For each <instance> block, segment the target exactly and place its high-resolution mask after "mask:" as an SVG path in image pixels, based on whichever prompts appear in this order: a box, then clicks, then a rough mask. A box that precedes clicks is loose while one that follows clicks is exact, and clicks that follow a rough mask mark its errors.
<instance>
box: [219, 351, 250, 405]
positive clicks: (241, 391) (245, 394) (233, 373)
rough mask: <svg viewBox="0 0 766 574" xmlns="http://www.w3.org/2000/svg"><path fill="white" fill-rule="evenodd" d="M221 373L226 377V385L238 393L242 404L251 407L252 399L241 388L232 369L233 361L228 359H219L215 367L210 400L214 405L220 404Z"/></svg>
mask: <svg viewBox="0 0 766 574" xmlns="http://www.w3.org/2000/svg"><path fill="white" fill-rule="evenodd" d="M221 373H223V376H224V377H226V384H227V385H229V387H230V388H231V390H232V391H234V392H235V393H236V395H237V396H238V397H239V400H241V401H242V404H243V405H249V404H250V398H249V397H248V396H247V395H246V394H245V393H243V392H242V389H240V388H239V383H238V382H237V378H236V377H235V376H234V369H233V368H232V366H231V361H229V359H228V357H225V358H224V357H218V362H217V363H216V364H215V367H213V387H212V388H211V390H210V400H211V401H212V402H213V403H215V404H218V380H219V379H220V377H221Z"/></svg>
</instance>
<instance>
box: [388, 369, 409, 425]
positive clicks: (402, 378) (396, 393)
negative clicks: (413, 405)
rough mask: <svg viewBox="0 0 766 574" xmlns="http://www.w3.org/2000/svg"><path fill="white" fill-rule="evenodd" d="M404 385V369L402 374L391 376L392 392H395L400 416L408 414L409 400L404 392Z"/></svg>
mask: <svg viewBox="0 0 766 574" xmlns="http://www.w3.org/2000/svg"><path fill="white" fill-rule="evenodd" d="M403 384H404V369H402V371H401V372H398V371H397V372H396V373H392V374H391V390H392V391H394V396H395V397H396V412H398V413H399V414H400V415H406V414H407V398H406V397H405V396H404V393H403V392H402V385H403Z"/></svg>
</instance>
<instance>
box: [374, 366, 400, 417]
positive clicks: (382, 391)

- _TASK TO CARRY OUT_
Render every line of the data above as a Markdown table with the columns No. and Line, numbering the rows in order and omitting blank lines.

- _EXERCISE RESULT_
| No. | Line |
|---|---|
| 1 | For each <instance> block, segment the target exactly and place its high-resolution mask after "mask:" as an SVG path in image pixels, based on whichever prompts appear in this order: a box, then clicks, then a rough mask. A box that precedes clicks is loose while one that follows clicks is exact, and clicks that follow a rough mask mark its errors. |
| 2 | <instance> |
| 3 | box: [219, 351, 250, 405] |
| 4 | positive clicks: (241, 391) (245, 394) (233, 373) |
| 5 | rough mask: <svg viewBox="0 0 766 574" xmlns="http://www.w3.org/2000/svg"><path fill="white" fill-rule="evenodd" d="M221 373L226 377V385L238 393L242 404L251 407L252 399L241 388L232 369L233 361L228 359H219L215 367L210 400L214 405L220 404Z"/></svg> |
| 6 | mask: <svg viewBox="0 0 766 574" xmlns="http://www.w3.org/2000/svg"><path fill="white" fill-rule="evenodd" d="M221 373H223V376H224V377H226V384H227V385H229V387H230V388H231V390H232V391H234V392H235V393H236V395H237V396H238V397H239V400H241V401H242V404H243V405H249V404H250V398H249V397H248V396H247V395H246V394H245V393H243V392H242V389H240V388H239V383H238V382H237V378H236V377H235V376H234V369H233V368H232V366H231V361H229V359H228V357H225V358H224V357H218V362H217V363H216V364H215V367H213V387H212V388H211V390H210V400H211V401H212V402H213V403H215V404H218V380H219V379H220V377H221Z"/></svg> |
| 7 | </instance> |
| 8 | <instance> |
| 9 | box: [388, 369, 409, 425] |
| 10 | positive clicks: (402, 378) (396, 393) |
| 11 | negative clicks: (413, 405) |
| 12 | rough mask: <svg viewBox="0 0 766 574" xmlns="http://www.w3.org/2000/svg"><path fill="white" fill-rule="evenodd" d="M404 385V369L402 374L391 376L392 392H395L400 416L408 414L409 400L404 392Z"/></svg> |
| 13 | mask: <svg viewBox="0 0 766 574" xmlns="http://www.w3.org/2000/svg"><path fill="white" fill-rule="evenodd" d="M403 384H404V369H402V371H401V372H398V371H397V372H396V373H392V374H391V390H392V391H394V396H395V397H396V412H398V413H399V414H400V415H406V414H407V398H406V397H405V396H404V393H403V392H402V385H403Z"/></svg> |
| 14 | </instance> |
| 15 | <instance> |
| 16 | box: [374, 366, 400, 417] |
| 17 | positive clicks: (382, 391) |